Short problem
List the lines of the records from the line containing "query: the noun phrase to segment: <item>forehead</item>" through the line containing "M 130 21 L 127", with both of those lines included, as a JSON array of strings, one string per line and no blank lines.

+++ Exercise input

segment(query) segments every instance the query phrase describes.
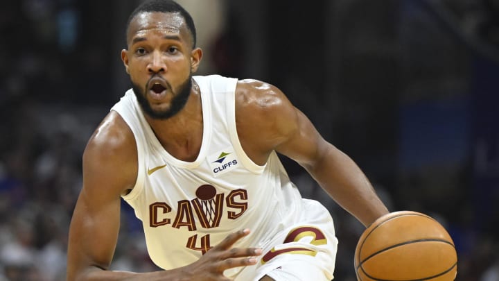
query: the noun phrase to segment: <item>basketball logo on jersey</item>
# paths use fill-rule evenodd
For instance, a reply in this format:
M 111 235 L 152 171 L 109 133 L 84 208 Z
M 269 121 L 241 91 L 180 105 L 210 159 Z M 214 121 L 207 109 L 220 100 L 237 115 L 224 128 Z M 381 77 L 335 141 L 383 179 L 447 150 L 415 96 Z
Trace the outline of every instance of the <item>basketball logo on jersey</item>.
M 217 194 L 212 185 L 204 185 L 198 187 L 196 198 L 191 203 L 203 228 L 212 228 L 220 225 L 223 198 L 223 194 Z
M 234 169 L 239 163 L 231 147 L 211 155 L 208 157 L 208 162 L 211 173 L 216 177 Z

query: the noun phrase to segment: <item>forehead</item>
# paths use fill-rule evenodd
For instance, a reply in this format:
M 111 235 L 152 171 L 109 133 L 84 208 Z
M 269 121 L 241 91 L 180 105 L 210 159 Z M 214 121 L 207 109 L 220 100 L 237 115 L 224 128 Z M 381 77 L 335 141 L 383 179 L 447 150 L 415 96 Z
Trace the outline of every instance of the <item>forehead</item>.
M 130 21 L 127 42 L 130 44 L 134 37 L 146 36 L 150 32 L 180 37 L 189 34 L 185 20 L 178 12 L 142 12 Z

++++++
+++ Exercise input

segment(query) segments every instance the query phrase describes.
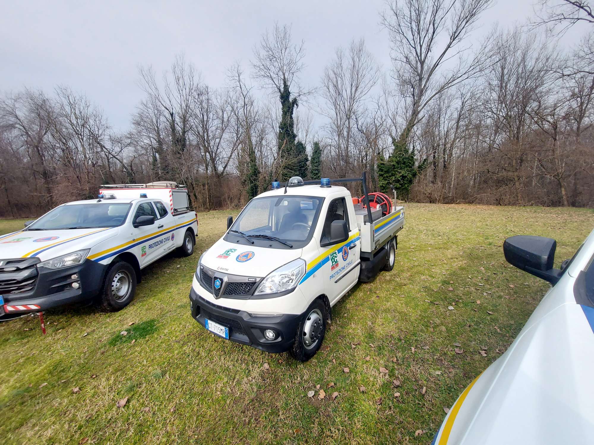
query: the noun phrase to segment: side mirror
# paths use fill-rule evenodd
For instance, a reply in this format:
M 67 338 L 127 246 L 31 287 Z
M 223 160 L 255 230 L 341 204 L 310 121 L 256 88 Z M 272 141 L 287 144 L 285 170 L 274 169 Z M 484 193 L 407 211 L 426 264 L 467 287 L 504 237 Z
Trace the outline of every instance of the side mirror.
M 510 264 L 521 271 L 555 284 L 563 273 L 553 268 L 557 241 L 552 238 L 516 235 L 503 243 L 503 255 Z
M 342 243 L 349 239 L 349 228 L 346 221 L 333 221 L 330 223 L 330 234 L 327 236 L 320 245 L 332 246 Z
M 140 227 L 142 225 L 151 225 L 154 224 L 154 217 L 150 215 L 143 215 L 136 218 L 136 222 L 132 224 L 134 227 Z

++++++

Finished answer
[
  "query: the noun phrase to segment: <item>forehead</item>",
  "# paths use fill-rule evenodd",
  "For instance, a reply in this format:",
  "M 111 235 L 152 171 L 109 133 L 84 208 Z",
  "M 269 121 L 241 91 L 180 105 L 210 159 Z M 214 121 L 207 109 L 220 100 L 237 115 L 224 128 Z M 381 77 L 335 141 L 383 179 L 447 150 L 415 96 Z",
  "Trace the outline of every instance of the <item>forehead</item>.",
  "M 130 21 L 127 42 L 130 44 L 134 37 L 146 36 L 150 32 L 180 37 L 189 34 L 185 20 L 178 12 L 142 12 Z"
]